Supplied text -
Start of Block
St. Philip Lutheran Church

14 November 2021 + Lect 33b (Pent 25)

Rev. Josh Evans



Beginning the night of November 9, 1938, violent anti-Jewish protests broke out across Germany and its surrounding territories. Kristallnacht, as it would later come to be known, “the night of broken glass.” Over the next 48 hours, violent mobs, spurred on by anti-Semitic propaganda, attacked hundreds of synagogues, desecrating Jewish religious symbols and artifacts. By the end of the riots, nearly 7,500 Jewish-owned businesses, homes, and schools were destroyed, and 91 Jewish lives were cut short.


Kristallnacht marked a decisive turning point from mere anti-Semitic rhetoric and legislation to outright violence and genocide, culminating in the events of the Holocaust.


When I was in seminary, our chapel would host an annual observance of Kristallnacht to remember the horrific events of that night and to repent of the sin of anti-Semitism, present in even Martin Luther’s own writings.


One year, we heard the testimony of Holocaust survivor Walter Falk. Falk was only 11 years old when Nazi soldiers raided his home. Shortly after the events of that night, he was one of the lucky ones who managed to escape on the Kindertransport, an operation arranged by the British government to secure safe passage out of Germany for 10,000 child refugees, with the assumption they would be reunited with their families after the war.

Falk recalled the difficulty he undertook in packing up his entire 11-year-old life in one suitcase, with room for only one toy among many treasured possessions. But the most poignant moment, he said, came when he had to say goodbye to his mother before boarding the train, as his entire life was about to be uprooted.


And of course, Falk’s story is only one of many that still bears witness to the horrors of that time.


This past week as a nation, we also observed Veterans Day, calling to mind the devastation of war and the lasting impact of trauma on those who have served in our military. During my chaplaincy internship at the Cleveland VA Medical Center, I remember hearing and being entrusted with holding those stories from my patients.


Stories of upheaval, loss, pain, destruction, senseless hatred and violence. We hardly have to look too far to be reminded of these stories in our world today: political conflicts and division, hunger and food insecurity, continued illness and death from COVID, the impact of climate change… It can all feel a bit hopeless at times.


On the one hand, Jesus can feel like a bit of a Debbie Downer this morning. Marveling at the temple and the grandeur of the Jerusalem landscape, the disciples are amazed: “Teacher, what large stones and what large buildings!” And Jesus’s response: “Not one stone will be left here upon another; all will be thrown down.”


Contextually speaking, though, Jesus is more news reporter than future predictor. By the time Mark’s gospel was written, the temple in Jerusalem had already been destroyed, along with the rest of the city, in the aftermath of the Jewish-Roman War. Not one stone was left upon another. All had been thrown down.


Where is the hope? As though Mark’s hearers needed the reminder that everything they held dear suddenly came crashing down - literally - around them. As though we need the reminder of the realities of our own world, come crashing down, these past two years.
End of Block
Data shown -
Start of Block
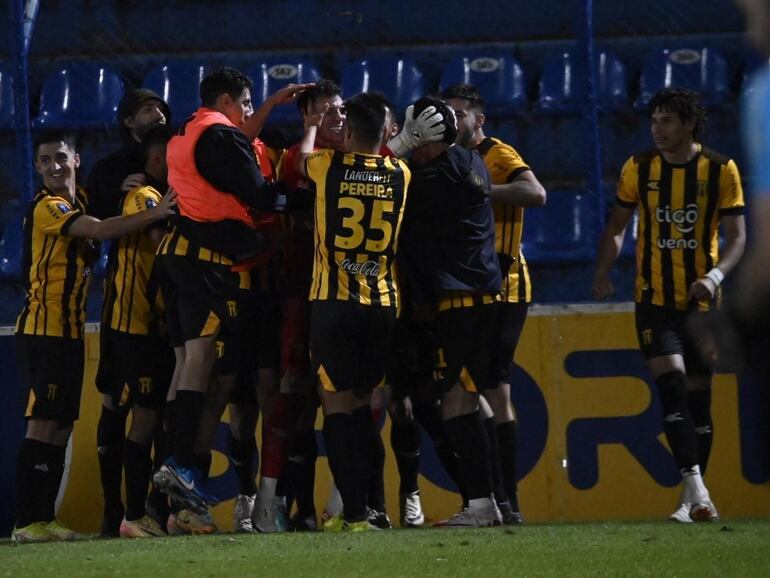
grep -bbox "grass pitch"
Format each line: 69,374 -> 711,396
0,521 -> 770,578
End of Block
Start of Block
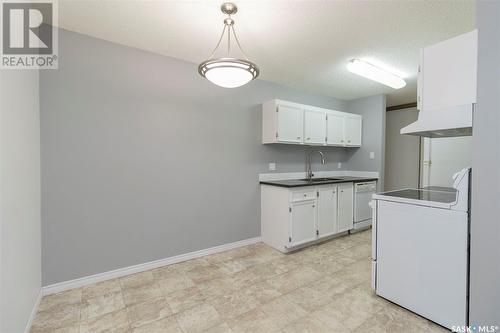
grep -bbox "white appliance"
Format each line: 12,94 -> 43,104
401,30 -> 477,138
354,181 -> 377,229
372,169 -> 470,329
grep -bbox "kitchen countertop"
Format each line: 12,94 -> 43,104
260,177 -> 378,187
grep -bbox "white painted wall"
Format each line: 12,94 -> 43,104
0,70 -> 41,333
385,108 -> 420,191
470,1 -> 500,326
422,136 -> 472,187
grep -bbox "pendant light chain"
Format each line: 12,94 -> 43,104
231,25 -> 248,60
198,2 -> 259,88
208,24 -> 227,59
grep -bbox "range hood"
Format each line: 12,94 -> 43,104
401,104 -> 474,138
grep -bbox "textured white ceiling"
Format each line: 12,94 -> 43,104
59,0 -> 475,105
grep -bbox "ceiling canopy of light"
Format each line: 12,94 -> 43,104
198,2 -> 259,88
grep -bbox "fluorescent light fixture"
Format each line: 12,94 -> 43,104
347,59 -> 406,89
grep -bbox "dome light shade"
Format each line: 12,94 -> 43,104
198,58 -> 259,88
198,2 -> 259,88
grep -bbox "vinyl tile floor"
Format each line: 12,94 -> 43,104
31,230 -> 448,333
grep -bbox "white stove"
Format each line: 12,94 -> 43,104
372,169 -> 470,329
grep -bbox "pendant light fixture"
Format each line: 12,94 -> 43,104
End of Block
Start of Block
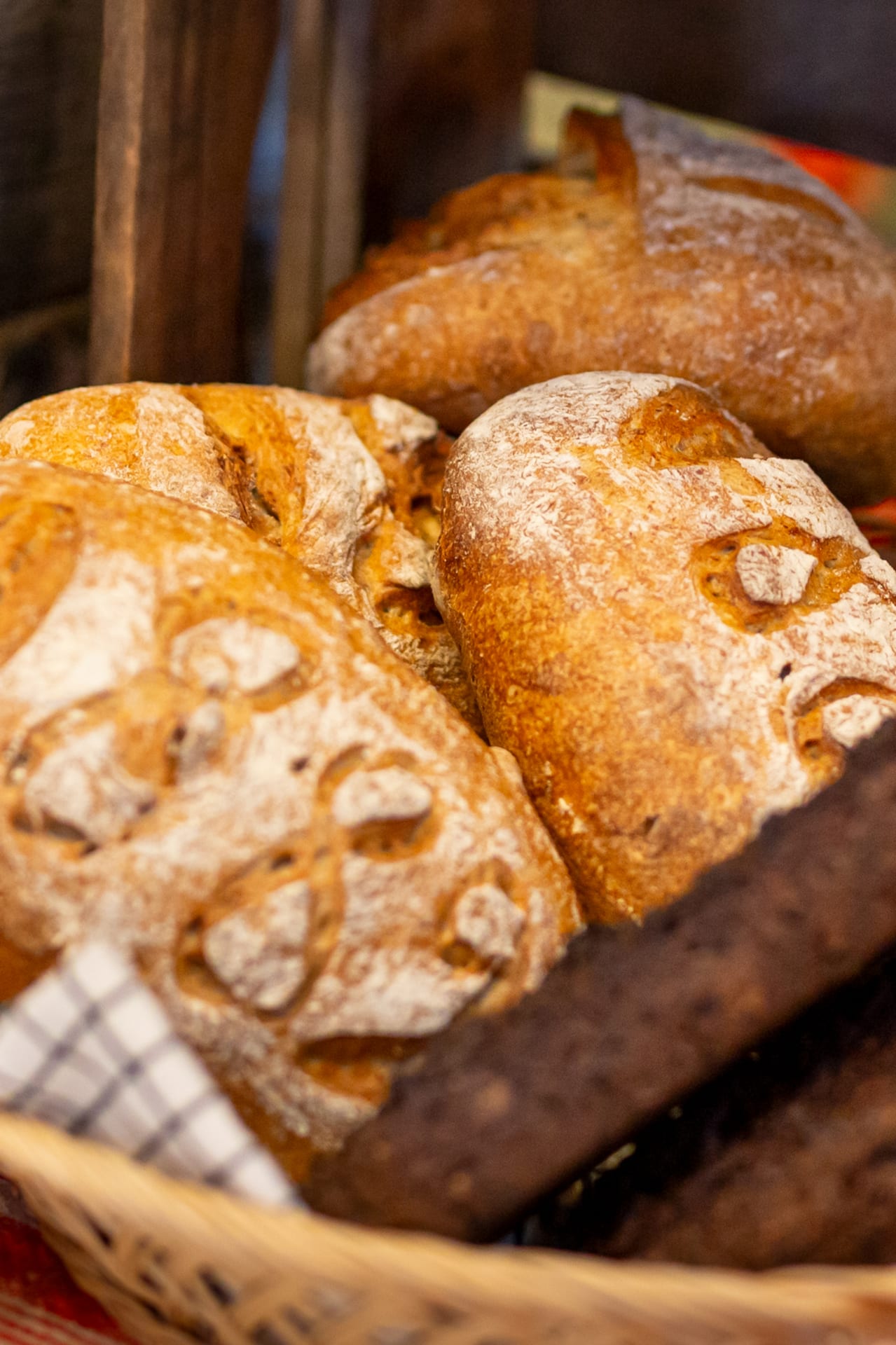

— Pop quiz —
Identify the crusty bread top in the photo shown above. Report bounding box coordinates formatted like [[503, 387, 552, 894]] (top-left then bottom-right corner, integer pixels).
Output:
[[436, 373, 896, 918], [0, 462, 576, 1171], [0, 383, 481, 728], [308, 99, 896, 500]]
End of Block
Using the information -
- a) Translate this sentence from the sermon into Spanish: "Falk was only 11 years old when Nazi soldiers raided his home."
- b) According to the sermon, for how many child refugees did the Kindertransport aim to secure safe passage out of Germany?
You won't need the rows to work through this.

Answer set -
- a) Falk tenía solo 11 años cuando los soldados nazis allanaron su casa.

- b) 10,000 child refugees.